::: Dataset extract

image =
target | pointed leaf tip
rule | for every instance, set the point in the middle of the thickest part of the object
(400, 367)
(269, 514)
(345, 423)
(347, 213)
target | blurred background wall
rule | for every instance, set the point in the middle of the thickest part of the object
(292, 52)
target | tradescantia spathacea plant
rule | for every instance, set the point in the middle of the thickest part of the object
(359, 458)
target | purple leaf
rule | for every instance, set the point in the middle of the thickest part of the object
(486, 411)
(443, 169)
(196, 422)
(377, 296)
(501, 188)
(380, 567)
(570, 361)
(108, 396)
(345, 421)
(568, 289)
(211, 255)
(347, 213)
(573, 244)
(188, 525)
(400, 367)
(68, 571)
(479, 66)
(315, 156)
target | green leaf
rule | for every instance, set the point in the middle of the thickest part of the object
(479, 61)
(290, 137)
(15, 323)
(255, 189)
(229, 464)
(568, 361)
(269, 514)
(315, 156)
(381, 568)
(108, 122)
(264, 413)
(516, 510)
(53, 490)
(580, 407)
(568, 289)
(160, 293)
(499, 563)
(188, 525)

::::::
::: Dataset extract

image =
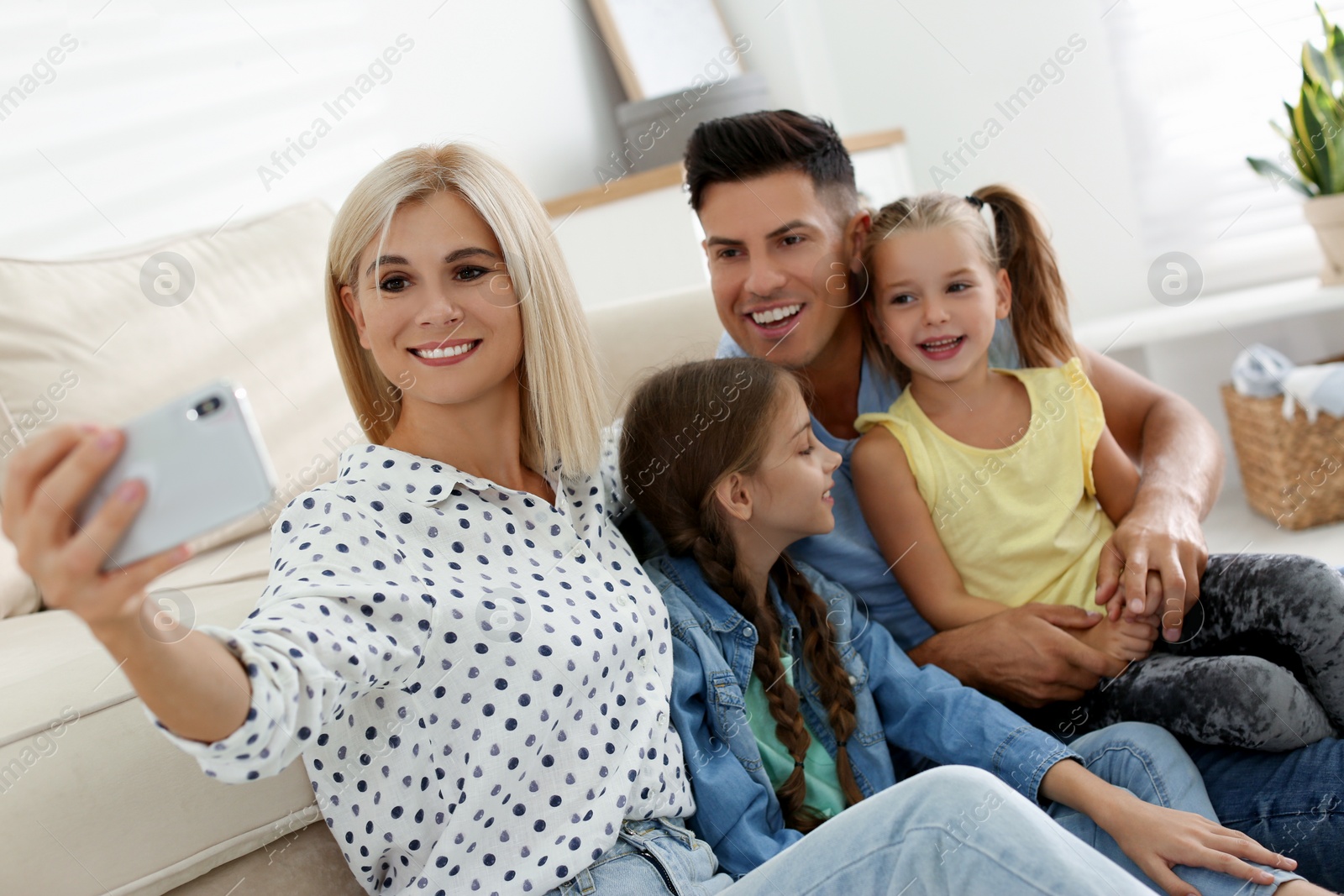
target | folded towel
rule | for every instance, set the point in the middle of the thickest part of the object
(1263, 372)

::::::
::: Dataset extract

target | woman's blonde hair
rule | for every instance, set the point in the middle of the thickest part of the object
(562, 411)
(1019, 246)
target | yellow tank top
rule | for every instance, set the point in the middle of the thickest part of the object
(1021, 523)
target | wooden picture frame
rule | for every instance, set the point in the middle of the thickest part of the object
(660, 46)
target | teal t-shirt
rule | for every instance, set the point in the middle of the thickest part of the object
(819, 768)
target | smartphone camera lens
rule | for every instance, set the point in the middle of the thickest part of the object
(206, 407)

::::::

**Exercise description**
Gather each line of the data above that contains the string "leaf". Uppercase and lowercase letters count as different.

**Response to the exercise**
target | pointed leaf tip
target | purple leaf
target | green leaf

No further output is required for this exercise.